### [Задание]
Продолжите отрывок о поэте Викторе Кочеткове, начав сразу после его последней строки.

Пока мы живы, уверяют нас мудрецы, мертвых среди нас нет. Одиноко горящий на холме обелиск, выплывший из голубого заревого тумана, многое разбудит в сердце у человека и поведает ему немало:
Что мне, солдату, осталось
после второй мировой?
Ночи траншейной усталость,
холод зари фронтовой.
Памяти тесная полка –
перебирай до утра.
Ноющий след от осколка
после второго ребра.
Все — просто, конкретно, зримо. Но поэт глядит на жизнь мудро, а не задорно-простовато, так сказать, с ветеранской высоты, глядит, как положено глядеть человеку, испытавшему и не забывшему гарь и грохот смертельных битв.
Мальчишка — и уже на войне, политрук роты. Уже — обстрелян, ранен.
Виктор Кочетков родился в 1923 году. В начале войны 1941 года ему было всего семнадцать лет с небольшим...
Виктор Кочетков щедро отмечен озарением, и его воображение очень богато, очень сильно. Он видит и строит образ независимо от “подручных инструментов”, довольно примелькавшихся и часто употребляемых другими. Живет в поэте какая-то неуловимо щемящая тревога, не дающая ему охладеть душой, притереться к бытовой серой массовости ощущений, понятий и вкусов.
И дело тут не в том, что Кочетков пережил войну, не в том, что ему пришлось много трудиться, учиться и видеть края и веси нашей Родины, а в той струне, святой и звонкой, завещанной ему призванием. Вот эта струна и будоражит ею душевный свет, его душевную чуткость:
Отсветы волжской излуки,
месяц над старой вербой.
Горькая мука разлуки
с юностью, с трудной судьбой.
Главная ценность человека и состоит в той памяти, за которой он есть, плохой или хороший, сытый или голодный, но он там, и она, эта память, растит его, умудряет, а если он виноват перед людьми — память гнетет его, судит. Конечно, и память человека зависит от глубины его разума, от меры его совести. Память человека — это то, что оставляет нам опыт всей нашей деятельности, всех наших радостных достижений и грустных просчетов. Память твоя — принадлежность к прошедшему, твоя причастность к нему, печалит она тебя или нет, но в той принадлежности, в той причастности ты весь, до капельки, и лишь оттуда, с вершины своей памяти, можно разглядеть грядущий час, будущий День:
Предзорье на Мамаевом кургане.

### [Записи набора данных]
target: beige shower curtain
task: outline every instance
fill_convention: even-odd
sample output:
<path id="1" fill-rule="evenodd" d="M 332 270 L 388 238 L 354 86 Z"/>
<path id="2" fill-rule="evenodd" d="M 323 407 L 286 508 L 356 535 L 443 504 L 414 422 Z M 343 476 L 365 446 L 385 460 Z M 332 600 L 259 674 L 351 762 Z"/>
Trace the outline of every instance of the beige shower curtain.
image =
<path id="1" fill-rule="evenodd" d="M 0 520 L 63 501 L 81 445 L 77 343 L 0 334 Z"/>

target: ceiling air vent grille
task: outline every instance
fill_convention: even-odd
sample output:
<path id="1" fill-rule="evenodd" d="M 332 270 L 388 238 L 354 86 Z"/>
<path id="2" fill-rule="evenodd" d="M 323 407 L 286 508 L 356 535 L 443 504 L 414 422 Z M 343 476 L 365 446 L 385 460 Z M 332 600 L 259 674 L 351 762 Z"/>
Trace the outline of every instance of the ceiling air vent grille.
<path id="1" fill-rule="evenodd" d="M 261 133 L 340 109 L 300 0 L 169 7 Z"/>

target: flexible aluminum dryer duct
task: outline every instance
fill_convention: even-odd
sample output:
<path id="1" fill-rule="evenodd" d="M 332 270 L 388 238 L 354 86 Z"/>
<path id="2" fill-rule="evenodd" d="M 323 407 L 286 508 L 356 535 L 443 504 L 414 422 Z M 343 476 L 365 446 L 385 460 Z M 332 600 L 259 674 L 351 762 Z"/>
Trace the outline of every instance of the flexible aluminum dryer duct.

### [Ответ]
Внизу река тускнеет, как броня.
Прошедшее
Незримыми кругами
Расходится от Вечного огня.
Но такое оно, прошедшее, явное, незабытое, действующее на твое самосознание, на твое поведение, что ты не замечаешь, как повсюду руководствуешься этим прошедшим в нынешней заботе. Оно — порог, от которого ты уходишь в завтра:
Расходится
В безмолвье,
Круг за кругом,
Тревожа
Настороженную тьму.
Все дальше-дальше
К тем январским вьюгам,
Все ближе-ближе
К сердцу моему.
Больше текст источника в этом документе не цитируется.